* **Objective**: Reproduce verbatim the part of the 9800 Pro overheating thread below between "Hi there i am" and "(Aug 19, 2004)", inclusive.
--- START OF Page extract ---
# 9800 pro overheating?



## AK_the_mighty (Aug 14, 2004)

Hi there i am having problems with a new pc ive just built. xp 3000+ radoen 9800 pro. (windows xp) 500w psu. the computer is randomly crashing to desktop with no error msgs and occasionally the whole system freezes. i know iuts not the mobo or cpu temp as i have checked both of these in the bios... could it be the graohics card? does anyone know of a temp checker tool as this might help...


----------



## Xtant (Aug 19, 2004)

Doing any overclocking on the system? Have you removed all old drivers and reinstalled video drivers? Tried resetting system BIOS to defaults?


----------



## OTH TankGirl (Aug 10, 2004)

Is your 9800 Pro OEM (from ATI) or another manufacturer? 9800 pros are prone to overheat especially if you have the orginal ati card. I game alot, so I had to buy the Zalman heatpipe with fan to help with the prob.
--- END OF Page extract ---
--- START OF Record excerpts ---
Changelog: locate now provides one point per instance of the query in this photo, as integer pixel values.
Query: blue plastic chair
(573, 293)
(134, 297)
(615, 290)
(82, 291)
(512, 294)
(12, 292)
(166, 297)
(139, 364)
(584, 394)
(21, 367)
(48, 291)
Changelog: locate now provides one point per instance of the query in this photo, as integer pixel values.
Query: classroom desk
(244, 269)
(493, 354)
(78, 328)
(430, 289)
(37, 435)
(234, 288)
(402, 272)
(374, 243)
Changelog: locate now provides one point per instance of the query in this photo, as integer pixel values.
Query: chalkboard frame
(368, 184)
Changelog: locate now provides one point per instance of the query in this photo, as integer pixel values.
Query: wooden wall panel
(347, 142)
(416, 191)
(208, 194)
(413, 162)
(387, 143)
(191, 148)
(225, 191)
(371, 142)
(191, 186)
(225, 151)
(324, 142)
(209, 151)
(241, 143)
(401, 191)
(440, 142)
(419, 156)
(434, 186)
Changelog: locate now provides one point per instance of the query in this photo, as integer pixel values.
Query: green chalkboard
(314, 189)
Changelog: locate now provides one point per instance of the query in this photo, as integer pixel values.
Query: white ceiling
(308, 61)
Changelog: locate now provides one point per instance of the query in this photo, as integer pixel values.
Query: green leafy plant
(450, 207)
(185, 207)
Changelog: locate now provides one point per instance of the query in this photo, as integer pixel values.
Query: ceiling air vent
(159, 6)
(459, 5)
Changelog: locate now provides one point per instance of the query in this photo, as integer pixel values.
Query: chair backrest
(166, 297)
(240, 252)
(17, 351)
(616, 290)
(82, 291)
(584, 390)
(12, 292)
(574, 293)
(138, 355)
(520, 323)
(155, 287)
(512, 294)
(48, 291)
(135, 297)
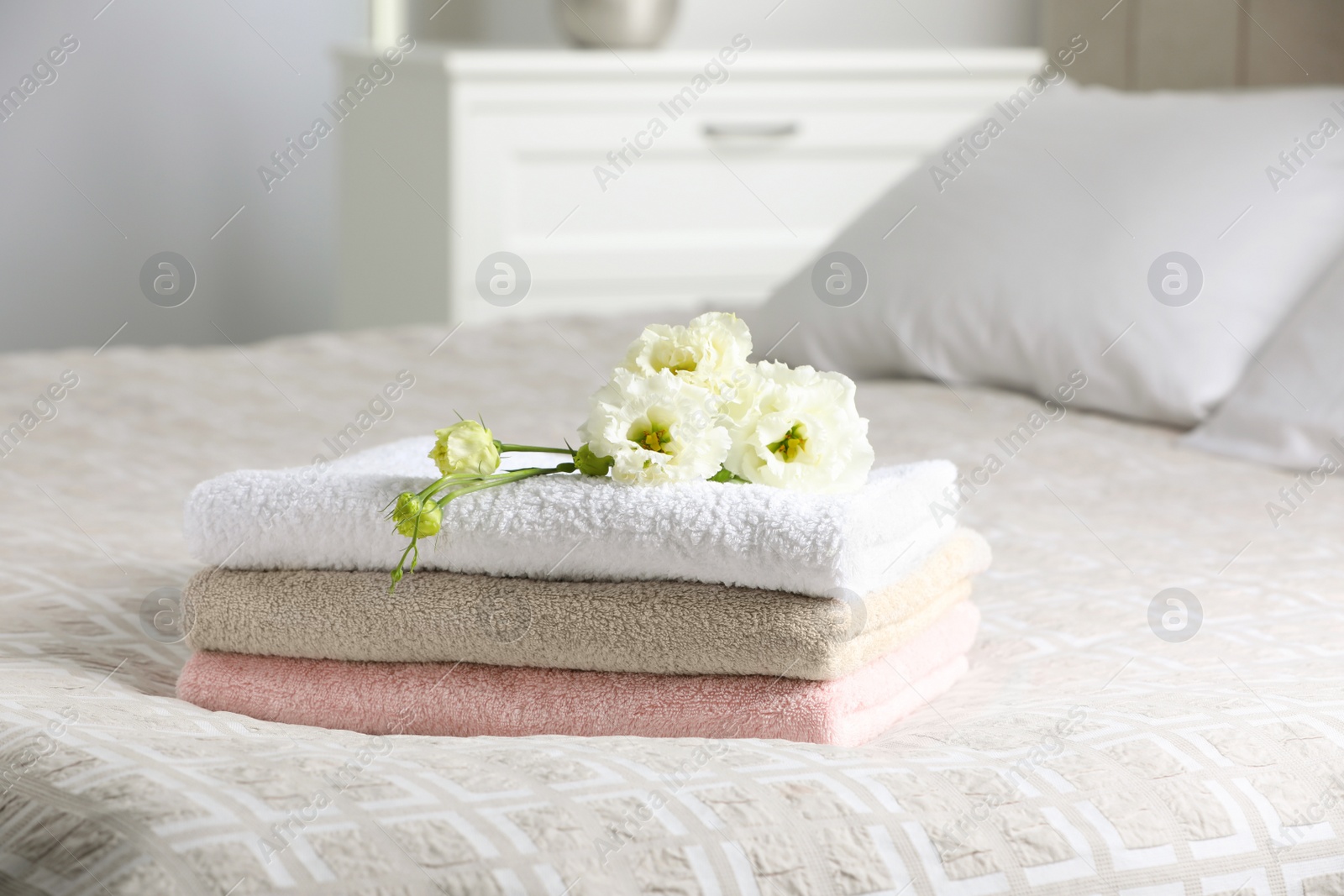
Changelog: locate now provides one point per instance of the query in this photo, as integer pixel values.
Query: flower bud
(465, 448)
(591, 464)
(425, 523)
(407, 506)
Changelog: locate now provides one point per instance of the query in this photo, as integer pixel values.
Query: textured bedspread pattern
(1082, 752)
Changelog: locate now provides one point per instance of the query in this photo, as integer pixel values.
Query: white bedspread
(1082, 754)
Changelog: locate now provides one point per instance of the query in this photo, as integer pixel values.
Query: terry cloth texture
(470, 699)
(329, 516)
(671, 627)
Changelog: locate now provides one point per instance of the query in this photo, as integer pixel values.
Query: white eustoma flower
(799, 429)
(706, 352)
(655, 429)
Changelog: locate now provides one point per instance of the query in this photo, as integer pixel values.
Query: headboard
(1148, 45)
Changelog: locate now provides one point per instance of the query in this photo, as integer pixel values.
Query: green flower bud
(428, 521)
(407, 506)
(465, 448)
(591, 464)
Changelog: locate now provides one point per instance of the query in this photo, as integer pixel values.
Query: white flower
(706, 352)
(800, 430)
(656, 429)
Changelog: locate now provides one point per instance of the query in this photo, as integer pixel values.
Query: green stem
(475, 484)
(537, 449)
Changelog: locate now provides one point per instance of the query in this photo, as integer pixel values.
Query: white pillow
(1030, 258)
(1289, 407)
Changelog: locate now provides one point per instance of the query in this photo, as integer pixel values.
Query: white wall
(163, 114)
(160, 118)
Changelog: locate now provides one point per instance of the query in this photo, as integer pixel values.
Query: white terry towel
(575, 527)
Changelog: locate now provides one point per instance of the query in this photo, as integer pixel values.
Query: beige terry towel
(672, 627)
--- END OF Record excerpts ---
* **Solved problem**:
Hi there i am having problems with a new pc ive just built. xp 3000+ radoen 9800 pro. (windows xp) 500w psu. the computer is randomly crashing to desktop with no error msgs and occasionally the whole system freezes. i know iuts not the mobo or cpu temp as i have checked both of these in the bios... could it be the graohics card? does anyone know of a temp checker tool as this might help...


----------



## Xtant (Aug 19, 2004)